Data to examine:
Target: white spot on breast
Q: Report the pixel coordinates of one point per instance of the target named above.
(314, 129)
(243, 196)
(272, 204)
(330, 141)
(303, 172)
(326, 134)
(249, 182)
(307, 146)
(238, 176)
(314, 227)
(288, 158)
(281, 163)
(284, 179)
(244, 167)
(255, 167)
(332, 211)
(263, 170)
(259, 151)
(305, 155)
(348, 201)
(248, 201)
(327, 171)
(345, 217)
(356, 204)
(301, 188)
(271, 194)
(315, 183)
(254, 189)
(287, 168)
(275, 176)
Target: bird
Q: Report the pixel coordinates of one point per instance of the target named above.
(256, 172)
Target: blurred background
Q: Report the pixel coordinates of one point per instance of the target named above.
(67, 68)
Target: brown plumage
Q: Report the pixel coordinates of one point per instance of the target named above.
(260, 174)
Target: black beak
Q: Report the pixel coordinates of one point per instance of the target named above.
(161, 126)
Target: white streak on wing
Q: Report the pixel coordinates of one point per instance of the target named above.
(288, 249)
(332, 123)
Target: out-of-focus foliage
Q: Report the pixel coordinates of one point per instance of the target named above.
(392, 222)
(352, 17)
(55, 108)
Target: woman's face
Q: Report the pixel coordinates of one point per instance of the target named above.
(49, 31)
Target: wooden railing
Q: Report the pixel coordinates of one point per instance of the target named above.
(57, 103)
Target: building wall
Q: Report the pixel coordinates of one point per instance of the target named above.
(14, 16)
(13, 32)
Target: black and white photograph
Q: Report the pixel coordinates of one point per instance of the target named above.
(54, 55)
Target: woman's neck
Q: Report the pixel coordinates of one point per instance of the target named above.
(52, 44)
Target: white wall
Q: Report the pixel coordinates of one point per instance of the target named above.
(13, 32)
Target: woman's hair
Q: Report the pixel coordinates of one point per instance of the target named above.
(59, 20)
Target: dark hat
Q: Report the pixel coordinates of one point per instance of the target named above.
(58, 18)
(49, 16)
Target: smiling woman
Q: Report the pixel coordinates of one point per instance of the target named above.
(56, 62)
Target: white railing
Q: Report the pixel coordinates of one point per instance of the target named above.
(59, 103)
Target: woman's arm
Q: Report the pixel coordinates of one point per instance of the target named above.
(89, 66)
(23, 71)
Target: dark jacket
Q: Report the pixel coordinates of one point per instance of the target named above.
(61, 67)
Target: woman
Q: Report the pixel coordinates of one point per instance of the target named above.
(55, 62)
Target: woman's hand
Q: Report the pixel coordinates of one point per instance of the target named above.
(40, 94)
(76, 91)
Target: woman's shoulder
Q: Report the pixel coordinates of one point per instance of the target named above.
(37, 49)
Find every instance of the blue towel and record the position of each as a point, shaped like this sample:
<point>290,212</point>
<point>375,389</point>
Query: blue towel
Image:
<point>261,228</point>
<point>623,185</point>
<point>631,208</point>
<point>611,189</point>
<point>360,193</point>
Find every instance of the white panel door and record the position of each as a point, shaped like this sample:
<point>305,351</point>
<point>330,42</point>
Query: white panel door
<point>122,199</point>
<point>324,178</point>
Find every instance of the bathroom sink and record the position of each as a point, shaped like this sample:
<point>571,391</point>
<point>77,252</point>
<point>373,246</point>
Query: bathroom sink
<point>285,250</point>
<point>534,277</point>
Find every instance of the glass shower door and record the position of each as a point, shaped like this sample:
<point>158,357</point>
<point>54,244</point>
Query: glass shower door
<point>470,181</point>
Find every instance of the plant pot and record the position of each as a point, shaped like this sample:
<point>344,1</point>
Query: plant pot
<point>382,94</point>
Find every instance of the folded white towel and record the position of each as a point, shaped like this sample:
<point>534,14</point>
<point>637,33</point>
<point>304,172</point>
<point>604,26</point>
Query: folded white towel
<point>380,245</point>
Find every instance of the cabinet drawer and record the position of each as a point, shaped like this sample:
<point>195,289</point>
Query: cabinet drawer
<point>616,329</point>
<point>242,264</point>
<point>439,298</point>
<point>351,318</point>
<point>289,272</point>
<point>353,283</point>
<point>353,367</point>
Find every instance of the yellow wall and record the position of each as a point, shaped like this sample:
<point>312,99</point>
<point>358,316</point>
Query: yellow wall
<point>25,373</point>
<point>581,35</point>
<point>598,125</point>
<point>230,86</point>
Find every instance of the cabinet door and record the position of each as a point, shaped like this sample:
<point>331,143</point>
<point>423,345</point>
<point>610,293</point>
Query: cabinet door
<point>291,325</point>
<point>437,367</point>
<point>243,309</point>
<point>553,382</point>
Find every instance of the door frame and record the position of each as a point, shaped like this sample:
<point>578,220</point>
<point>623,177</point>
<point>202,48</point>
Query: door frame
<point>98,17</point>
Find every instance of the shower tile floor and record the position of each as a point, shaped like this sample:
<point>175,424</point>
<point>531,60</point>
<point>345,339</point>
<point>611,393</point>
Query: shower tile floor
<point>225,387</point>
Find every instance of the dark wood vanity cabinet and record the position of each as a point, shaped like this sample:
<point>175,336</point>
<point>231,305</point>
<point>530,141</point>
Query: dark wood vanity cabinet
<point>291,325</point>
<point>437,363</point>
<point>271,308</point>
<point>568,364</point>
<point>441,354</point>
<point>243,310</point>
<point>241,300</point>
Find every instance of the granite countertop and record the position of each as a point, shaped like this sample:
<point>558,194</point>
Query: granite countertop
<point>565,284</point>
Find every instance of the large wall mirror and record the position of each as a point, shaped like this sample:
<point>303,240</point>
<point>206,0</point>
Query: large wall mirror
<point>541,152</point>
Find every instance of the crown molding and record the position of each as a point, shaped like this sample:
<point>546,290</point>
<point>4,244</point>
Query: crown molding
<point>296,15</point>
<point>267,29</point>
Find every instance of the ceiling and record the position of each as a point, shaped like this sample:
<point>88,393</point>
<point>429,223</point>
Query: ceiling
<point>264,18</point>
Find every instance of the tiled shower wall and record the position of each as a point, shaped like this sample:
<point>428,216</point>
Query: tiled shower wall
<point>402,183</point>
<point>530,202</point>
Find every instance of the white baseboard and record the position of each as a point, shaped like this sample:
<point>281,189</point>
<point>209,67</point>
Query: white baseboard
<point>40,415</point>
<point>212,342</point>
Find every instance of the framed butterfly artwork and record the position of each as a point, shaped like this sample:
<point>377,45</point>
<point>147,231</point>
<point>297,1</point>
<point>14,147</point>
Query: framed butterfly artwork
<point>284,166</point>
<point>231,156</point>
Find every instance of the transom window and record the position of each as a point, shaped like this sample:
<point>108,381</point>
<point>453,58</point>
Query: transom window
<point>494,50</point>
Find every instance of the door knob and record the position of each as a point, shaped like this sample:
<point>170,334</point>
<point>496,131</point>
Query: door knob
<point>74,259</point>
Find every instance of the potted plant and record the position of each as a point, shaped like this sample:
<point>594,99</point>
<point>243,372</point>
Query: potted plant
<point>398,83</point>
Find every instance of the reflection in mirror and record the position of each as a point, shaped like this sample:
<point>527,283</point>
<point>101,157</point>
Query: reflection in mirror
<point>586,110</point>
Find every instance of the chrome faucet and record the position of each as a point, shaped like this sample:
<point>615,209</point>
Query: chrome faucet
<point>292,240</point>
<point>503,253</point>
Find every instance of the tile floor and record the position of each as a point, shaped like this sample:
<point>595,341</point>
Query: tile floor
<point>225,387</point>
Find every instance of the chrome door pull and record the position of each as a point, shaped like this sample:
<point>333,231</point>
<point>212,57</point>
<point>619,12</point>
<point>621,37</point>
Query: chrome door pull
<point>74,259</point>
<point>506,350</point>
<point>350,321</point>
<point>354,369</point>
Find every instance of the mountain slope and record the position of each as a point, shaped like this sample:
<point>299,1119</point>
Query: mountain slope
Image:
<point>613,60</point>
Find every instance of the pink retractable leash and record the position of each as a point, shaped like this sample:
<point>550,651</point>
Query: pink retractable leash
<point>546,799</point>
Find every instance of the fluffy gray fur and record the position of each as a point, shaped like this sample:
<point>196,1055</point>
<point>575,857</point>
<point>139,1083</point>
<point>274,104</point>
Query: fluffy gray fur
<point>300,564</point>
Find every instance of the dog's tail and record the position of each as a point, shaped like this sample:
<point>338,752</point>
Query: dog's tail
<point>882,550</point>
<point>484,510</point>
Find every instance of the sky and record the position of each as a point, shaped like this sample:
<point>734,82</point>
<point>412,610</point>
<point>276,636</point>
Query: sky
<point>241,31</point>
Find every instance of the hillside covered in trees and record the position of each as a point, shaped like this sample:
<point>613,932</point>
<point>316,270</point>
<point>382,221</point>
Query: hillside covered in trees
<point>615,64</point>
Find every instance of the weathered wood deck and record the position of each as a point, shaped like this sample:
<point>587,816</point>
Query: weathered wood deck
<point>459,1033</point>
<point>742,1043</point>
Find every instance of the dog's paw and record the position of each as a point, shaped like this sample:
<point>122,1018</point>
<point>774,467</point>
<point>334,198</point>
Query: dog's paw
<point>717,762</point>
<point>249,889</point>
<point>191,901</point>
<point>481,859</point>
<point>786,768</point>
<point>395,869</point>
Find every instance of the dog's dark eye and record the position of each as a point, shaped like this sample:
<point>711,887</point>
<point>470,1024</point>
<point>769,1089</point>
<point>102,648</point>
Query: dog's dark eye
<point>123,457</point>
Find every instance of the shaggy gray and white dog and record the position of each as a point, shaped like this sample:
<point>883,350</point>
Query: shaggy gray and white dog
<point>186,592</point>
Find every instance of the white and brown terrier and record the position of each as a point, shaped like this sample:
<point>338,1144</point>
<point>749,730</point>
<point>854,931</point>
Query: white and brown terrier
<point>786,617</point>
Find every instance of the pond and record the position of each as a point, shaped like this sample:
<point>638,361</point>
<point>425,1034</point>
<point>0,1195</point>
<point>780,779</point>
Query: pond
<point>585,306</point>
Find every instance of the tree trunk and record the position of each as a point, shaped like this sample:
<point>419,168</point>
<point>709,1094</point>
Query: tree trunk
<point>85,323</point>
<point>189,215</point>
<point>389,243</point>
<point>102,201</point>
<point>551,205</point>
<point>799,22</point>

What is needed: In the records above, the line with "<point>546,290</point>" marks the start and the line with "<point>14,147</point>" marks the end; copy that stretch exactly, both lines included, and nothing else.

Your solution:
<point>546,290</point>
<point>4,244</point>
Query: crown molding
<point>296,15</point>
<point>267,29</point>
Find every instance of the ceiling and record the position of each as a point, shaped like this sample:
<point>88,393</point>
<point>429,223</point>
Query: ceiling
<point>264,18</point>
Find every instance of the tiled shower wall and record the position of each as a point, shaped like this sample:
<point>428,216</point>
Query: tiled shower wall
<point>402,183</point>
<point>530,202</point>
Find every instance of the white baseboard and record the position of each as a point, shaped like this sample:
<point>281,189</point>
<point>209,67</point>
Query: white baseboard
<point>40,415</point>
<point>212,342</point>
Find every instance of the framed butterfly artwork and record the position of each as a point, shaped like this sample:
<point>377,45</point>
<point>147,231</point>
<point>297,1</point>
<point>14,147</point>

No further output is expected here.